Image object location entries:
━━━━━━━━━━

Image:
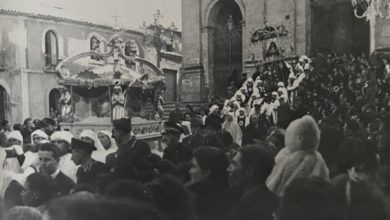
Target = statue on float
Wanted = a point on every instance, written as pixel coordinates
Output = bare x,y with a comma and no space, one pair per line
118,103
66,104
159,104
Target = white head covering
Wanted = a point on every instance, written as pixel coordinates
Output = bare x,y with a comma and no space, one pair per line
62,135
113,146
15,135
213,108
280,84
100,153
40,133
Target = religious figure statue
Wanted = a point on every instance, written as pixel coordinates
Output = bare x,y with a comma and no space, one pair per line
160,103
66,104
118,103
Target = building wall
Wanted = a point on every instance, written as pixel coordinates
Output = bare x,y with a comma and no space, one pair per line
22,48
198,31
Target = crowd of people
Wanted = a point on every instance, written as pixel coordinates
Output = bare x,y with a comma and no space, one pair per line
309,140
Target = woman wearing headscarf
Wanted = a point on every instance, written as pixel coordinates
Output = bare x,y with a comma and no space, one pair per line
37,137
14,152
105,138
230,125
299,158
63,140
90,136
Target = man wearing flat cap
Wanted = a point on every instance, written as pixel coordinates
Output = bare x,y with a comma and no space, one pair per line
89,169
129,150
175,151
195,140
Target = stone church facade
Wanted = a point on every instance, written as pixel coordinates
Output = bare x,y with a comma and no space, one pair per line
223,39
32,44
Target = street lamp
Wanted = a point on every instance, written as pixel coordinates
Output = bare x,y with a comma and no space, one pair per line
172,29
230,26
155,30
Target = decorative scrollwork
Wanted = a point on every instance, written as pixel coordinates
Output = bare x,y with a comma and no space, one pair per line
268,32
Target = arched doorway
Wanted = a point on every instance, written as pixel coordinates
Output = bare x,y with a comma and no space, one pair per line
54,105
3,103
225,45
334,28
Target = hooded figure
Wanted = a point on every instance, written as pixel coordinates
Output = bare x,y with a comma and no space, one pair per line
300,157
100,153
107,135
5,178
66,165
14,151
39,136
230,125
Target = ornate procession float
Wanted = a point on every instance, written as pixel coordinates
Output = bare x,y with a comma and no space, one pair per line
98,87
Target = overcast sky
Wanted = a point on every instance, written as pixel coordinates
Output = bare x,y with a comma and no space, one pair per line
131,12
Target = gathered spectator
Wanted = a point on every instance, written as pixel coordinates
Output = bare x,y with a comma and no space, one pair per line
62,140
81,207
209,183
361,199
38,190
89,170
252,132
248,172
49,157
175,151
128,189
310,198
300,157
27,130
170,196
275,138
23,213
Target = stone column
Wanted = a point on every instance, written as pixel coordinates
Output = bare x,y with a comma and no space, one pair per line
24,91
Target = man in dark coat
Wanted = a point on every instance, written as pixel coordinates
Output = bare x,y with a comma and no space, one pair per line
49,157
130,150
195,140
248,172
175,151
253,131
89,169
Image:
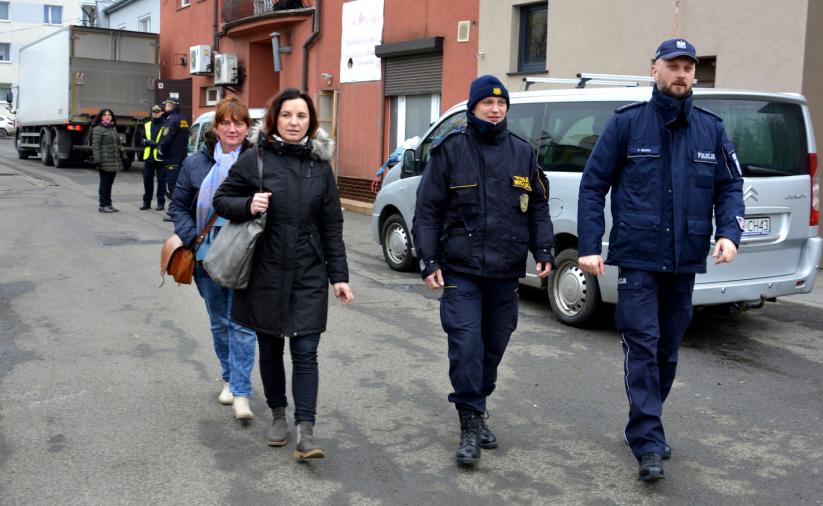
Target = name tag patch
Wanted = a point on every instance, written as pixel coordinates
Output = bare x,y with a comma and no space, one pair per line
704,156
521,182
637,150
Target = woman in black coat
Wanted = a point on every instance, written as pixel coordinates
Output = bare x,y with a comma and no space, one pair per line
107,156
298,254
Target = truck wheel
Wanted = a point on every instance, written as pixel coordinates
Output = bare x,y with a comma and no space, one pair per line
58,137
22,153
396,244
45,149
574,295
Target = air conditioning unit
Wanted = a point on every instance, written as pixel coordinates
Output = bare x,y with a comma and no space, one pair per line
225,69
200,60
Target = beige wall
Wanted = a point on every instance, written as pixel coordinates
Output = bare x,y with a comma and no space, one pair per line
759,44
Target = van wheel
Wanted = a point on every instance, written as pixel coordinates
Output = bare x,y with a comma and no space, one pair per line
45,149
397,244
574,295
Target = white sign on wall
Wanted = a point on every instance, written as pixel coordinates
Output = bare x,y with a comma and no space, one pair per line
362,30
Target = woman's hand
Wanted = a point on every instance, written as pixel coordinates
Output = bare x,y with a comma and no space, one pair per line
343,292
259,203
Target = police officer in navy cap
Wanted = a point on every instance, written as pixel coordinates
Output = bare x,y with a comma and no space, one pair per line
669,166
173,147
481,206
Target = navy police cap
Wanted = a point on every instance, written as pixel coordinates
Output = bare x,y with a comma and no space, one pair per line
672,48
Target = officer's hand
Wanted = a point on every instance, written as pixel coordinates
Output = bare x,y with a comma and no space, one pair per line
435,280
593,264
259,203
343,292
724,251
543,269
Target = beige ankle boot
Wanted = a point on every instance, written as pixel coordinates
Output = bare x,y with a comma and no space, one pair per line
241,408
306,447
225,396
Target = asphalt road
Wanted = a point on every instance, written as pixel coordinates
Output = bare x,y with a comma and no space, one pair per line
108,385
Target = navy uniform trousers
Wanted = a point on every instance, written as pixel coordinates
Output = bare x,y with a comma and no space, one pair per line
653,311
479,315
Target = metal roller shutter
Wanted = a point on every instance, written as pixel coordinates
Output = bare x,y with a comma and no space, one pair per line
418,74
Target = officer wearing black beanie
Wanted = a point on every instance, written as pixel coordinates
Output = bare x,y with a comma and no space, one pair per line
482,205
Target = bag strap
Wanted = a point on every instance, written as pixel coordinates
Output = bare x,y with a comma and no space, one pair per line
205,231
260,168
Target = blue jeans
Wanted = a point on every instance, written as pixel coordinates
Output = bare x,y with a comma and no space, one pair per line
234,344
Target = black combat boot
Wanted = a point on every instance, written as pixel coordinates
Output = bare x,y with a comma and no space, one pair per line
469,451
651,467
487,439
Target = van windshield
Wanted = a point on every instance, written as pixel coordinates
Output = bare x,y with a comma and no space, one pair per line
769,137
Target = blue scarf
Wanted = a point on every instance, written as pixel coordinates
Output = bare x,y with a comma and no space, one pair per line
208,187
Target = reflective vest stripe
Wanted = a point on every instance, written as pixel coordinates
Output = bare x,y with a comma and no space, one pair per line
146,151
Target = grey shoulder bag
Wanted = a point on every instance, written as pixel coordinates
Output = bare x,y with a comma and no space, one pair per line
228,260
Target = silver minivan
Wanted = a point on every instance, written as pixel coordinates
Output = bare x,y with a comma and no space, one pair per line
772,132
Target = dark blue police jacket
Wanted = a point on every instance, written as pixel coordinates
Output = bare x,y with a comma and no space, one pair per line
174,141
482,204
669,165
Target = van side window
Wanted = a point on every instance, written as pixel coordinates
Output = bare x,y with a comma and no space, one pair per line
769,137
570,132
524,120
448,124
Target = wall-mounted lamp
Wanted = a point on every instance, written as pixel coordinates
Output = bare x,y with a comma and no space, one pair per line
277,50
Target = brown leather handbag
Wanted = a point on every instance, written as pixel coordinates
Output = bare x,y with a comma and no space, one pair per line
178,260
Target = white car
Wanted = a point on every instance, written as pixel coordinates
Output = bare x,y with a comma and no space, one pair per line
6,126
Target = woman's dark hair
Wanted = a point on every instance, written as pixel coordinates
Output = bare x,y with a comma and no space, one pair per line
100,114
276,103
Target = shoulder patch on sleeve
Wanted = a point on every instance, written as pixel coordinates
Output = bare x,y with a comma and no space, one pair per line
450,133
629,106
710,113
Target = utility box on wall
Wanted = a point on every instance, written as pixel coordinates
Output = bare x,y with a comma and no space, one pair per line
200,60
225,69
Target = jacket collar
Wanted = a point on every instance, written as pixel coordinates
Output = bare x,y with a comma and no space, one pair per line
675,111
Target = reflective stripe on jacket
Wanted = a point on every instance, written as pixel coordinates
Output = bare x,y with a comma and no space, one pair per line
149,150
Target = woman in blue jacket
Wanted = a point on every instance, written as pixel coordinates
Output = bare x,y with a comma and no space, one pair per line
190,209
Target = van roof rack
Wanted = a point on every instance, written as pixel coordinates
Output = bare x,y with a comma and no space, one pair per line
584,78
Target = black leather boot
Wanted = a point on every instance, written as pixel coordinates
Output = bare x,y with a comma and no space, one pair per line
651,468
468,453
487,439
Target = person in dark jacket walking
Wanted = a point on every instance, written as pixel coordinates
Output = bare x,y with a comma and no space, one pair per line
107,156
298,254
173,147
482,204
191,207
669,166
152,163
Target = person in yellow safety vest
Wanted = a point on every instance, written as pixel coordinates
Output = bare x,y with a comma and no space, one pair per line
152,163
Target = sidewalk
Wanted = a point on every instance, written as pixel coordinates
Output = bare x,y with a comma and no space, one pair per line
814,298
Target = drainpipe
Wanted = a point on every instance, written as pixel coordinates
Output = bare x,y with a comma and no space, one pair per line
216,43
318,4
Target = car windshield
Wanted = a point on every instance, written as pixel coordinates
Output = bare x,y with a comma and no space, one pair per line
769,136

━━━━━━━━━━

TASK OBJECTIVE: Reproduce the lines of the entries above, starting at the line containing "Target = person in yellow safety vest" and running through the end of the entries, both ends included.

EXERCISE RESPONSE:
Target = person in yellow safety vest
Wanted = a point on every instance, written as pixel coordinates
Output = bare x,y with a comma and no space, one pair per line
152,163
Target = sidewalk
Wanted = a point on every instance, written as pixel coordinates
Output = bare x,y with a comma and no space, one pair per line
814,298
Target = drainpipe
Wanted = a point on every instance, written as pixel coordinates
Output = bare x,y with a comma and no space, one pair per line
216,43
318,4
Target = car windshield
Wanted = a point on every instance, written as pixel coordinates
Output = bare x,y with a comma and no space, one pair per line
769,136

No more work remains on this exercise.